Point labels for objects
[Begin]

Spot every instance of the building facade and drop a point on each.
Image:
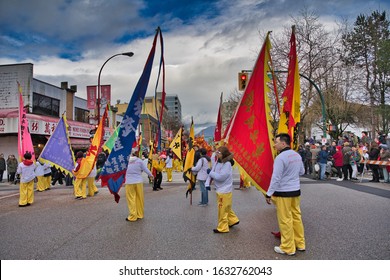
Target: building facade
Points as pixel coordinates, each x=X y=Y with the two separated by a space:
x=45 y=105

[End]

(Objective) Reproduce every one of the entries above, requests included, but multiply each pixel coordinate in the answers by 0.5 and round it to a whole number, with halves rounded up. Leave out the pictures.

(Completed task)
Spot every instance of the building facade and drop a point on each.
Image:
Target: building facade
Points as pixel coordinates, each x=X y=Y with the two separated by a space:
x=23 y=53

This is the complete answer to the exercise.